### [指示]
1. 本文によると、再雇用になると年俸はどのくらい減らされますか。
2. 本文の「定年後の「ひとり起業」に興味はあるが、どうすればいいかわからない」から「ションが激減するからである。」までを、終わりの語句も含めて原文どおりに出力してください。

### [ページ本文]
# # # #

定年後の「ひとり起業」と、「ひとりビジネスの教科書」(佐藤伝著)

定年後の「ひとり起業」に興味はあるが、どうすればいいかわからない

 私は50代の定年準備中のサラリーマンだが、正社員としての定年後には、再雇用やアルバイト的な働き方ではなく、「ひとり起業」を目指している。「起業」と言っても大げさなものではなく、リスクは取りたくないので、お金がかからないネットビジネスを考えている。

 私の様に、定年後は「ひとり起業」をやりたいと考えるサラリーマンはそれなりにいるのではないだろうか?その理由は、「再雇用」が面白くないからである。再雇用になると、年俸半分は当たり前、ひどいと1/3以下に減らされ、肩書まで剥奪され、モチベーションが激減するからである。

 しかし、「ひとり起業」に漠然とした関心があっても、いったい何から始めればいいのか全く見当もつかないサラリーマンは少なくないだろう。サラリーマンは組織の中で働くので、集客から売り物まで全て、ひとりで考えて実行するという経験はしていないからだ。

# # # #

### [データ行]

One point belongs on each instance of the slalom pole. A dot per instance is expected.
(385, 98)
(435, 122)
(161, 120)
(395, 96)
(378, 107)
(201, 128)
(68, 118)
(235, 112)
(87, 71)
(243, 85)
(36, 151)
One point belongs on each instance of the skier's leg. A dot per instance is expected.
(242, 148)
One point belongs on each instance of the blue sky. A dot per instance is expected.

# # # #

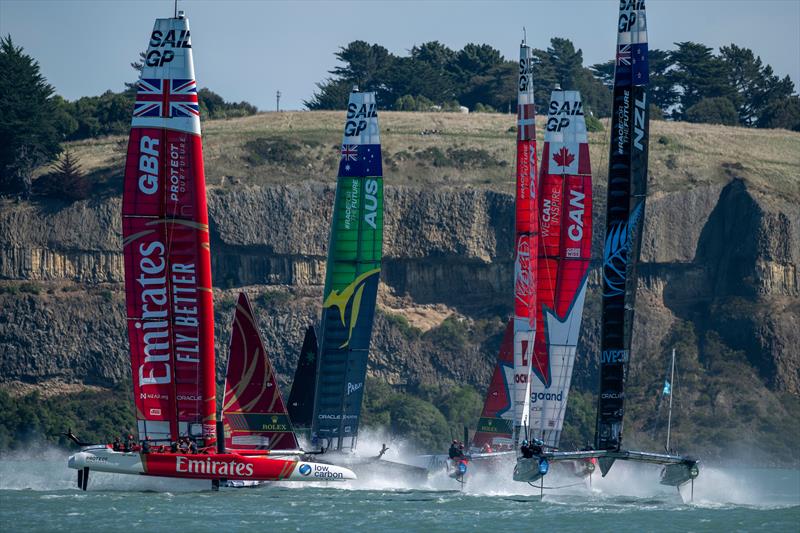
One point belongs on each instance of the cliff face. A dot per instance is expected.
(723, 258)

# # # #

### [各問への回答]
1. 半分は当たり前で、ひどい場合は1/3以下に減らされます。

2.
定年後の「ひとり起業」に興味はあるが、どうすればいいかわからない

 私は50代の定年準備中のサラリーマンだが、正社員としての定年後には、再雇用やアルバイト的な働き方ではなく、「ひとり起業」を目指している。「起業」と言っても大げさなものではなく、リスクは取りたくないので、お金がかからないネットビジネスを考えている。

 私の様に、定年後は「ひとり起業」をやりたいと考えるサラリーマンはそれなりにいるのではないだろうか?その理由は、「再雇用」が面白くないからである。再雇用になると、年俸半分は当たり前、ひどいと1/3以下に減らされ、肩書まで剥奪され、モチベーションが激減するからである。